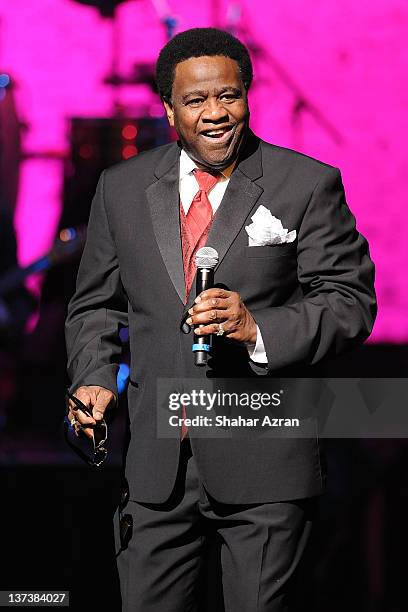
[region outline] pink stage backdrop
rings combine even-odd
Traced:
[[[408,4],[405,0],[131,0],[118,11],[120,70],[154,62],[173,15],[177,31],[219,26],[251,50],[252,127],[264,139],[338,166],[351,209],[377,266],[374,341],[408,341]],[[23,145],[67,151],[68,120],[108,117],[112,29],[73,0],[0,0],[0,72],[16,83],[27,123]],[[127,88],[129,111],[157,112],[145,87]],[[16,211],[19,257],[27,264],[52,243],[62,163],[22,163]]]

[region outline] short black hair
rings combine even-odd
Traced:
[[[156,63],[156,83],[159,95],[170,102],[174,71],[177,64],[191,57],[223,55],[235,60],[242,82],[248,91],[252,83],[252,63],[248,49],[238,38],[217,28],[192,28],[176,34],[160,51]]]

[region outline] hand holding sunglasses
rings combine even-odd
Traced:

## TASK OBJECTIVE
Beginning with the line that holds "[region outline] short black hair" and ending with the last line of the material, retype each line exactly and output nothing else.

## TASK RESULT
[region outline] short black hair
rings combine even-odd
Traced:
[[[156,63],[156,83],[159,95],[170,102],[174,71],[177,64],[191,57],[223,55],[235,60],[242,82],[248,91],[252,83],[252,63],[248,49],[238,38],[217,28],[192,28],[176,34],[160,51]]]

[region outline] hand holding sunglasses
rings combine even-odd
Traced:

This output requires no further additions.